Consegna A
Ripeti fedelmente il passo del testo sul lobbying contro il clima che va da "L’azione di lobbying" fino a "i loro interessi.".
Consegna B
Individua e copia ogni riga dei record che contiene la parola "lichen", tenendo conto di maiuscole e minuscole.

Testo estratto
+++
Lobbying contro il clima, i principali paesi coinvolti

L’azione di lobbying contro il dossier sui cambiamenti climatici è portata avanti soprattutto da paesi produttori di carbone, petrolio, carne e mangimi animali che vogliono di fatto eliminare o annacquare quelle conclusioni scientifiche che potrebbero minacciare le loro economie o i loro interessi.

«Tra i Paesi che più cercano di minimizzare gli effetti sul clima troviamo Brasile, Argentina, Australia, Giappone, Arabia Saudita e gli Stati membri dell’OPEC – denuncia Greenpeace – Ad esempio, Australia, Arabia Saudita, e l’Organizzazione dei Paesi Esportatori di Petrolio (OPEC), stanno facendo pressioni sull’IPCC per eliminare o indebolire la parte conclusiva del report che afferma che dovremmo rapidamente cessare l’estrazione di fonti fossili come carbone, petrolio e gas fossile. Tutto questo, mentre continuano a reclamizzare soluzioni fasulle come la cattura e lo stoccaggio sotterraneo della CO2 (CCS)».

Un alto funzionario del governo australiano, raccontano i leaks, ha respinto la conclusione praticamente “incontrovertibile” che uno dei passi più importanti per ridurre le emissioni di gas serra sia l’eliminazione graduale delle centrali elettriche a carbone. L’Australia è uno dei principali paesi esportatori di carbone.
+++
[Righe del dataset di puntamento degli oggetti]
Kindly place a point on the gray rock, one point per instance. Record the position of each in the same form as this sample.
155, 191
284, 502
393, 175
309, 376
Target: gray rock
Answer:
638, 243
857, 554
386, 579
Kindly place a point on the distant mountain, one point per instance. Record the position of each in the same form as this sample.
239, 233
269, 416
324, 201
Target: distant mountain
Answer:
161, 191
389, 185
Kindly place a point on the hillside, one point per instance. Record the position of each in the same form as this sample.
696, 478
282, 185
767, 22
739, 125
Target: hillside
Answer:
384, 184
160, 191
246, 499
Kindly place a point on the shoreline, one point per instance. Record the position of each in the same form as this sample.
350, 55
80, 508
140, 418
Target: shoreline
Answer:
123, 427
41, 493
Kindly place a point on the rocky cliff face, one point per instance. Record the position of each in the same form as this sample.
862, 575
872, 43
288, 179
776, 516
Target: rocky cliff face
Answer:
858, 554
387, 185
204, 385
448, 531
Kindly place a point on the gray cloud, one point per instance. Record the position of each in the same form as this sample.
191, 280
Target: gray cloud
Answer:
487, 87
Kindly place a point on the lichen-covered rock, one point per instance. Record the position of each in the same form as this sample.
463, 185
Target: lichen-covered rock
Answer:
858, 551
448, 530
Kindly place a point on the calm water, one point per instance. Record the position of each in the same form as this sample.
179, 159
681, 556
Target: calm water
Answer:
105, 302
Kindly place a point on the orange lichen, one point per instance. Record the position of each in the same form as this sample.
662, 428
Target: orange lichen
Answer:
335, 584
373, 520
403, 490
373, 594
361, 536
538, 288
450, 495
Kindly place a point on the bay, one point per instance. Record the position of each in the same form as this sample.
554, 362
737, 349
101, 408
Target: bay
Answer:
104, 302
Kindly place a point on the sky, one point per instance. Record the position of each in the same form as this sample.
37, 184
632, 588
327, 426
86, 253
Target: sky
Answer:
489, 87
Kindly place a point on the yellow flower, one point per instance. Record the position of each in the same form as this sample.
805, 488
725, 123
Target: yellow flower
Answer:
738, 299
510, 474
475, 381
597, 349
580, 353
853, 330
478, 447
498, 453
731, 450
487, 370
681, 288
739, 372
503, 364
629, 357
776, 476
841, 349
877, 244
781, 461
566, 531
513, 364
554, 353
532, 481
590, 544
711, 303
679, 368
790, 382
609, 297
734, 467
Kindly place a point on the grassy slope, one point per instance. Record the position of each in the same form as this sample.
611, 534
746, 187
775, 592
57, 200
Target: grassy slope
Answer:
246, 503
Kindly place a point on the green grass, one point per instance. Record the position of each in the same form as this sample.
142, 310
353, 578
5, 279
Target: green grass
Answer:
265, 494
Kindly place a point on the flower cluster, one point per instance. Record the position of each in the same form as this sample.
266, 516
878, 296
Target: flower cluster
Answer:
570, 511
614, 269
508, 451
+++
Risposta corretta A
L’azione di lobbying contro il dossier sui cambiamenti climatici è portata avanti soprattutto da paesi produttori di carbone, petrolio, carne e mangimi animali che vogliono di fatto eliminare o annacquare quelle conclusioni scientifiche che potrebbero minacciare le loro economie o i loro interessi.

Risposta corretta B
Kindly place a point on the lichen-covered rock, one point per instance. Record the position of each in the same form as this sample.
Target: lichen-covered rock
Kindly place a point on the orange lichen, one point per instance. Record the position of each in the same form as this sample.
Target: orange lichen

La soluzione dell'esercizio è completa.